**What needs to be done**
Render everything from the start of the items down to and including the line containing "x=340 y=199" as a Markdown table, omitting blank lines. Use a Row column for the row number and a Line column for the line itself.

**Data provided**
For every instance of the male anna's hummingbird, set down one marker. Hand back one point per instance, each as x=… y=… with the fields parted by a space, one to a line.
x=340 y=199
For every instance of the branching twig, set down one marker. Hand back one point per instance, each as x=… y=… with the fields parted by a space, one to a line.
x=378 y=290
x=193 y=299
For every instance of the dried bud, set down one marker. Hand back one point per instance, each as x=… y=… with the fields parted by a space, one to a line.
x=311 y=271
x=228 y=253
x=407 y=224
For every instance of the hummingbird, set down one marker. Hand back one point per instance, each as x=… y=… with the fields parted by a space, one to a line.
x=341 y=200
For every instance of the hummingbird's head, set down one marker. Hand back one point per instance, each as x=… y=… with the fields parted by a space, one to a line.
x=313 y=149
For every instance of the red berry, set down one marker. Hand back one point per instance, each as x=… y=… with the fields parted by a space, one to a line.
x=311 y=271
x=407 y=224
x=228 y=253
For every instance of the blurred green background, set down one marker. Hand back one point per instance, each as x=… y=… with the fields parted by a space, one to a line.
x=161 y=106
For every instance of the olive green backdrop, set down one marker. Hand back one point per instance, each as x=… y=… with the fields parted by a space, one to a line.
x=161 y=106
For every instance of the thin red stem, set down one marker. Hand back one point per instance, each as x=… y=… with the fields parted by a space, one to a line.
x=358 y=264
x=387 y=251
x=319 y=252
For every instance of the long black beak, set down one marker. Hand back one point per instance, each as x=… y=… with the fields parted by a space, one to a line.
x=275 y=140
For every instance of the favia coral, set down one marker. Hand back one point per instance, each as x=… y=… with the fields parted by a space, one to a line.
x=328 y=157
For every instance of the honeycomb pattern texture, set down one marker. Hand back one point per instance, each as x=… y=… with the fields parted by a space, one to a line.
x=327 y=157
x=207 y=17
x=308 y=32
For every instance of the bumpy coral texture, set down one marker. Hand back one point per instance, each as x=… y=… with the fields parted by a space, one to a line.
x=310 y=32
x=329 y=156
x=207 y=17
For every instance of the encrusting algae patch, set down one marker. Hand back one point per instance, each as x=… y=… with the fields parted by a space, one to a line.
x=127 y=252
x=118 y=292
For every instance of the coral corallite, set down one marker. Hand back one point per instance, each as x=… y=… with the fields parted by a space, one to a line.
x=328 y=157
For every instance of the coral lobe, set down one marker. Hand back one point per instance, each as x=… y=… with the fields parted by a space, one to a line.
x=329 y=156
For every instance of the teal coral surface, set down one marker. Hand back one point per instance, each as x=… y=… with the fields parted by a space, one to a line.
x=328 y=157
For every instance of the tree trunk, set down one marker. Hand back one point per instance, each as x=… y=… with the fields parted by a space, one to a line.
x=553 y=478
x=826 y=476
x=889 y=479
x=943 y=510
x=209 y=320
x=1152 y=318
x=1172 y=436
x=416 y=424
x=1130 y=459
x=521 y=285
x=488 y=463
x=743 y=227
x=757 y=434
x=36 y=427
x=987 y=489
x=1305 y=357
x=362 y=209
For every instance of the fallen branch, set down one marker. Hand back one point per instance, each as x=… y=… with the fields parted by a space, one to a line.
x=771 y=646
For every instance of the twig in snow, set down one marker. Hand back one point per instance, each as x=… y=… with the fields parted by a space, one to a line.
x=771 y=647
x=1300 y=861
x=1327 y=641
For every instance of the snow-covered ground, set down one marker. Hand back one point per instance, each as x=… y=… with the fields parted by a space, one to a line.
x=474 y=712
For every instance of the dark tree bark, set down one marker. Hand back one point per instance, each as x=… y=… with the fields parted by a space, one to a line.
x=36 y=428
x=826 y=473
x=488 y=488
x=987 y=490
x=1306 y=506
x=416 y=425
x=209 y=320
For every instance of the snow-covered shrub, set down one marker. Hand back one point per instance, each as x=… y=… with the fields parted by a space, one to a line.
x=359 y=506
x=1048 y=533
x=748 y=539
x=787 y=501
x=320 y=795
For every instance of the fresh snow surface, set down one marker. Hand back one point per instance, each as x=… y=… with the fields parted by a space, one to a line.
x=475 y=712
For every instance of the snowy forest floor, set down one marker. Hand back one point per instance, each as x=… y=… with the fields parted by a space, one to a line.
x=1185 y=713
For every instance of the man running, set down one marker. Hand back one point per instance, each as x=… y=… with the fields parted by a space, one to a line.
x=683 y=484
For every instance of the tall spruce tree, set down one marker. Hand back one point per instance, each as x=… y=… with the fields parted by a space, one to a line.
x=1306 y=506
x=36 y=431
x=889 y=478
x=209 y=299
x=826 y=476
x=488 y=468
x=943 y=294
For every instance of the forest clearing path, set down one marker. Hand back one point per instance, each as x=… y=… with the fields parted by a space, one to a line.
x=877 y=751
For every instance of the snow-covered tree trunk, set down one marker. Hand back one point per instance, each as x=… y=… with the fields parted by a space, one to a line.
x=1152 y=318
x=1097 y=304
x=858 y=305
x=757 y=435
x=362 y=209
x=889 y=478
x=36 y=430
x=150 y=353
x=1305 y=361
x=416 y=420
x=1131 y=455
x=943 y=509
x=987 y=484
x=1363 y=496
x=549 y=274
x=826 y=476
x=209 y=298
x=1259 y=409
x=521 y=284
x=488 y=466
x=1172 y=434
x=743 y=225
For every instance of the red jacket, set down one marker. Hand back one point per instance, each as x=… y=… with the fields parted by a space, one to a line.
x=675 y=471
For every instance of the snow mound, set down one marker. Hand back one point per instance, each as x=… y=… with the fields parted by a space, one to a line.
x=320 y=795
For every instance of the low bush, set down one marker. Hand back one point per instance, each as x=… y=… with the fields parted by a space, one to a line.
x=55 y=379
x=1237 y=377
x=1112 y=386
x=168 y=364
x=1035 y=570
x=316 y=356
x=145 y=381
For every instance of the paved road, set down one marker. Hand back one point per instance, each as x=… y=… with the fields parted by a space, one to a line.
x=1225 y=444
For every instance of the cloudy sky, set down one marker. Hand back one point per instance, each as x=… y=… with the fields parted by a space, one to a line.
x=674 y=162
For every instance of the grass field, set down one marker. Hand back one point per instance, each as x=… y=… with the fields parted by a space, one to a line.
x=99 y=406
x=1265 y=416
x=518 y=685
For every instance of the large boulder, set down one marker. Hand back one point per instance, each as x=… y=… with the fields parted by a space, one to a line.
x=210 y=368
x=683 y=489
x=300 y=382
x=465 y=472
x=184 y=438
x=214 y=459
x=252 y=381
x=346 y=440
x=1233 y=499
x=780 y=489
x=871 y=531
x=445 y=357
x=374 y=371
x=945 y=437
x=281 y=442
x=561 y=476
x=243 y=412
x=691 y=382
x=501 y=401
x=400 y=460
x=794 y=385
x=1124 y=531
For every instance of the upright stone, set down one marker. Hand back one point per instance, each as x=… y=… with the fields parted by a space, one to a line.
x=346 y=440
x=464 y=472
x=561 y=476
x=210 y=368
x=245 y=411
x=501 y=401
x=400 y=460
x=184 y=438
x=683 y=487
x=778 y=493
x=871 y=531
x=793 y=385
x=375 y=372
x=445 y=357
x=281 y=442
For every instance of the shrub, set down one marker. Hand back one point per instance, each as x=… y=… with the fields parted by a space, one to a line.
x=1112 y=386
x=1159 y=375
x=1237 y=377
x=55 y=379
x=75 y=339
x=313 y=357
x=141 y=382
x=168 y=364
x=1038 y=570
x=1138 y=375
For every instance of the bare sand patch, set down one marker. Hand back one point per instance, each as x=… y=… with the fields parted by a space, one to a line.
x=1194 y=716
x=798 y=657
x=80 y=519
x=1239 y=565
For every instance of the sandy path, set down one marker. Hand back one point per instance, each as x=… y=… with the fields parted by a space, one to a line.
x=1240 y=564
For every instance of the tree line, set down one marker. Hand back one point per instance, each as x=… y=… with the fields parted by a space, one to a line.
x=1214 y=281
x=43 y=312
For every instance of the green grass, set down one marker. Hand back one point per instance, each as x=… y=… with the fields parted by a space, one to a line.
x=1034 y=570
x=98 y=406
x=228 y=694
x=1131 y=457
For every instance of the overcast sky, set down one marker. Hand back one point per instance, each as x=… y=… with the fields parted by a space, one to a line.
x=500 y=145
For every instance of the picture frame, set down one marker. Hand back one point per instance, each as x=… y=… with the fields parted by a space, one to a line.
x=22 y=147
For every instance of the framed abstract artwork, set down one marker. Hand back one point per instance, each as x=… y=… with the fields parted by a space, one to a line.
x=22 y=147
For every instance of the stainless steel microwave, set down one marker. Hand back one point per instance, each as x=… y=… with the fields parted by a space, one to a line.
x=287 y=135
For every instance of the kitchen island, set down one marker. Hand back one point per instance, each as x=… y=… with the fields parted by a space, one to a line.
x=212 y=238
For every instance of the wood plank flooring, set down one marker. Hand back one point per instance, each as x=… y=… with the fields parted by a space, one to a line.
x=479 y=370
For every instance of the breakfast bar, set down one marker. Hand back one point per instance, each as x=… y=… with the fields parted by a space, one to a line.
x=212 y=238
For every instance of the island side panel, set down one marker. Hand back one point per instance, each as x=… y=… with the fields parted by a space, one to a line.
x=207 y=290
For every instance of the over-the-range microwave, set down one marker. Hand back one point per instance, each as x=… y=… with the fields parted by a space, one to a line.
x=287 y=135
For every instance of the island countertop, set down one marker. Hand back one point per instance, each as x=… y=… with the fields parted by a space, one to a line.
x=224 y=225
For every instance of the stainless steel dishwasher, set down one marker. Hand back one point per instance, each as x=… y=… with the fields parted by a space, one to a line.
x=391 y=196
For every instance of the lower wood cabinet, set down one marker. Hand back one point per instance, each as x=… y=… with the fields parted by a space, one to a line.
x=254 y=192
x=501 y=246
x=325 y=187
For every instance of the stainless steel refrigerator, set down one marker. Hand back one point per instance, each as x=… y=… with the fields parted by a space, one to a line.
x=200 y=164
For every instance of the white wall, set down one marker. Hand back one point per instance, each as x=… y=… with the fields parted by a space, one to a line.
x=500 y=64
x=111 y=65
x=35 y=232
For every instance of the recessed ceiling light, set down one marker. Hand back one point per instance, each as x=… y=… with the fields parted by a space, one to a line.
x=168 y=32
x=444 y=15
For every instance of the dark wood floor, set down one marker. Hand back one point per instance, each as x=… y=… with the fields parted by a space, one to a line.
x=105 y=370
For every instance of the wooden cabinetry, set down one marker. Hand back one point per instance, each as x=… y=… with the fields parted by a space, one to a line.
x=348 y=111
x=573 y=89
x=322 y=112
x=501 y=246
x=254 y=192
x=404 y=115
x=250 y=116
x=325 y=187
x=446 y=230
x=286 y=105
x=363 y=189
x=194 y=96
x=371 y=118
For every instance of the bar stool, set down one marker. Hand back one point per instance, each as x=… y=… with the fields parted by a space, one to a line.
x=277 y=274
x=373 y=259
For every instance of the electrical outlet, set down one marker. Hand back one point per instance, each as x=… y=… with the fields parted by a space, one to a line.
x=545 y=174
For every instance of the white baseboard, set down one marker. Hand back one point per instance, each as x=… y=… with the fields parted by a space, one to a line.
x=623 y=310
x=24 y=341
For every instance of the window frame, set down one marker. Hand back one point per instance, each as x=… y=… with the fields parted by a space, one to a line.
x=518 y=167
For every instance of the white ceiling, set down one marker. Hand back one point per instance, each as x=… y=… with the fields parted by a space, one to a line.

**Exercise solution**
| Row | Line |
|---|---|
| 1 | For every instance of the male anna's hummingbird, set down one marker. Hand back one point per instance, each as x=… y=… with the fields parted by a space, one to a line. |
| 2 | x=340 y=199 |